_Passage provided_.
===============

Redwolf wrote:As far as I can discover, however, "smack" has solidly Germanic roots, so unless they're related back at the Proto-Indo-European level, it's probably just a coincidence.
A loan-word could have gone the other way, like fluit.
~~
I've often wondered if there's a connection between cratur/craytur/craythur/creithur meaning booze, and the greek word 'kratur', which is literally the wide, flat bowl that wine was drunk from*, but is also by extension the wine itself and the act of drinking. This first time I heard the song The Humours of Whiskey (below) krater is what I thought I was hearing.
Irish monks and scholars have been classically learned since the dark ages, and in the period when English was being stuffed down their throats, Latin and Greek were attractive alternatives to english for irish scholars. You can't call someone uneducated if he can speak latin, greek, and irish, even if he can't (or refuses to) speak english to
you.

===============

_Information supplied_.
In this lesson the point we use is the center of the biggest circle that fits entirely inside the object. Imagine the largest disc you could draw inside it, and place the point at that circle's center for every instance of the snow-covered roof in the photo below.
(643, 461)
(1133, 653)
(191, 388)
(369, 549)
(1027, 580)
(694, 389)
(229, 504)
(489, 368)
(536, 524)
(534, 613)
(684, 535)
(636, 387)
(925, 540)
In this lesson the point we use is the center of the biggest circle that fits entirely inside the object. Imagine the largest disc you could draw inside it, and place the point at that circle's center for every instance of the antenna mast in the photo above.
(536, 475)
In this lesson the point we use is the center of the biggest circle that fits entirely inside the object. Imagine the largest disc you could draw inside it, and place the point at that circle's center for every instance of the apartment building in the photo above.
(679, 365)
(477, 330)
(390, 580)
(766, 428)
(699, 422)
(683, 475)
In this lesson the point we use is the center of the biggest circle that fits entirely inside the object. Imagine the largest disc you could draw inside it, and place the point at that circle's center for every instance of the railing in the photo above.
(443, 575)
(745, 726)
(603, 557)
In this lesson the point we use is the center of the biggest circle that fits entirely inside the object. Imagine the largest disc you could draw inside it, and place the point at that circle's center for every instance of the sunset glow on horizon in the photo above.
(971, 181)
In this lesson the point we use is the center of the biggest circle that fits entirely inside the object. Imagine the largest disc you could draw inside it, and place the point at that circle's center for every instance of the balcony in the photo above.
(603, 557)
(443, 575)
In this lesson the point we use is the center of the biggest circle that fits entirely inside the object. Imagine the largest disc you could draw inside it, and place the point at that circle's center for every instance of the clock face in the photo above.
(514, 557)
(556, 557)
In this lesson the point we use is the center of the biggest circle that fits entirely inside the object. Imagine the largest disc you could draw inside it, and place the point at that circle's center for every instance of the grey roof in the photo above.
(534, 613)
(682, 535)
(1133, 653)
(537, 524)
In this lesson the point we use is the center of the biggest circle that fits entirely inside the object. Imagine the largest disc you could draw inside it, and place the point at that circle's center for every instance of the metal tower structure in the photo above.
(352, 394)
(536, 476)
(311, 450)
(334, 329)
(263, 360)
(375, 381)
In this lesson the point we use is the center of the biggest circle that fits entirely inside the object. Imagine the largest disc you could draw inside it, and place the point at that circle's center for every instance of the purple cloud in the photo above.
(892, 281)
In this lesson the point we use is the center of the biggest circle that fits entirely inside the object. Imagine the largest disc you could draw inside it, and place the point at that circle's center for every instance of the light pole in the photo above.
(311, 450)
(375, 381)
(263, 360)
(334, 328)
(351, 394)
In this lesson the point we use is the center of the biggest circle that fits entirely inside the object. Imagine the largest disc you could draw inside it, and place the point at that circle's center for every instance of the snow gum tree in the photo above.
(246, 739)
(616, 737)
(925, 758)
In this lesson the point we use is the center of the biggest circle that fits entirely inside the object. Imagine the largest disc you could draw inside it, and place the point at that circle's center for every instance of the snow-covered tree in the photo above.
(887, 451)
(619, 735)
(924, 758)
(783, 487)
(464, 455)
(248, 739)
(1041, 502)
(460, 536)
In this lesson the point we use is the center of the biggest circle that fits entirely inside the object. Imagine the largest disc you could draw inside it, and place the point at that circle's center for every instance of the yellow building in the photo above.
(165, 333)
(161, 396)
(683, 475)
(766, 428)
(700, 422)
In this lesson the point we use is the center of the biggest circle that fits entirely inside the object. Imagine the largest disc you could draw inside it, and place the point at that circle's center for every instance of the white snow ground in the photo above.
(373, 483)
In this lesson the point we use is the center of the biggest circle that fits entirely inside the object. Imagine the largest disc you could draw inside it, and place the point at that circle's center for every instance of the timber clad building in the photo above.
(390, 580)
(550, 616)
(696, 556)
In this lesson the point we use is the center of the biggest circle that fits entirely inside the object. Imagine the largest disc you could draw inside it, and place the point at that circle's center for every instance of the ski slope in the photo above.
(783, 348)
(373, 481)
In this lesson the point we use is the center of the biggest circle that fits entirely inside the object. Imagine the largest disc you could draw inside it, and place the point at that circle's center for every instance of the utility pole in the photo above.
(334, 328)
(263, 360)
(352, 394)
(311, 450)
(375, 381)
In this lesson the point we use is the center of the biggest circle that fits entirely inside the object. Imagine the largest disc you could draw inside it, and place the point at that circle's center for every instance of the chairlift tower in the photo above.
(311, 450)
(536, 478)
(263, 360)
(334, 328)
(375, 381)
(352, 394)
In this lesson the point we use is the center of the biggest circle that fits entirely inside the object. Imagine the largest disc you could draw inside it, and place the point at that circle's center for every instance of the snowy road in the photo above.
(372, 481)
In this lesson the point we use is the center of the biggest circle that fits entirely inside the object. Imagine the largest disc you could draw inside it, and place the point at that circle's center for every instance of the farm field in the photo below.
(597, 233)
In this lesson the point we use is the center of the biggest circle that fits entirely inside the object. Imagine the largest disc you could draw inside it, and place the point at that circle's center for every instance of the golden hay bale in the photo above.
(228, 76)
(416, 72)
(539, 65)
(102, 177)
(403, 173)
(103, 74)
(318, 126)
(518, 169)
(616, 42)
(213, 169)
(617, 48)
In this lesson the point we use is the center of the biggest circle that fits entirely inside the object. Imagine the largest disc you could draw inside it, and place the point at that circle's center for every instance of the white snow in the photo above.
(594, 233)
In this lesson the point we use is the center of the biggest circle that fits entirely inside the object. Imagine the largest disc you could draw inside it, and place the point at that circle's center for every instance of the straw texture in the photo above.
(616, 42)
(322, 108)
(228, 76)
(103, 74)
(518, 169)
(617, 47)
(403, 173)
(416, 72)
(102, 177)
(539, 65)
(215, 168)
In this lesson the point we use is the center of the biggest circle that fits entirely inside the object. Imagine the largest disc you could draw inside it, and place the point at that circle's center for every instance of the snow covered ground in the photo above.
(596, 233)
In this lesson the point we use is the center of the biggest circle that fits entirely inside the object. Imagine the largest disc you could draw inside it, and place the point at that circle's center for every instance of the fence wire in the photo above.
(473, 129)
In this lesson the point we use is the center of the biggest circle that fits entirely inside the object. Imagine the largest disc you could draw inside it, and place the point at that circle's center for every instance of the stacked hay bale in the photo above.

===============

_Questions to answer_.
• A. From the forum post, return the passage word for word, starting with "Redwolf wrote:As far" and going on through "I was hearing.".
• B. List every spelling of the word meaning booze that the forum post gives.
• C. According to the forum post, what does the Greek word 'kratur' literally refer to?
The items that come after the forum post are separate material.

_Results for the exercise_.
• A.
Redwolf wrote:As far as I can discover, however, "smack" has solidly Germanic roots, so unless they're related back at the Proto-Indo-European level, it's probably just a coincidence.
A loan-word could have gone the other way, like fluit.
~~
I've often wondered if there's a connection between cratur/craytur/craythur/creithur meaning booze, and the greek word 'kratur', which is literally the wide, flat bowl that wine was drunk from*, but is also by extension the wine itself and the act of drinking. This first time I heard the song The Humours of Whiskey (below) krater is what I thought I was hearing.

• B. cratur, craytur, craythur, creithur

• C. It refers to the wide, flat bowl that wine was drunk from.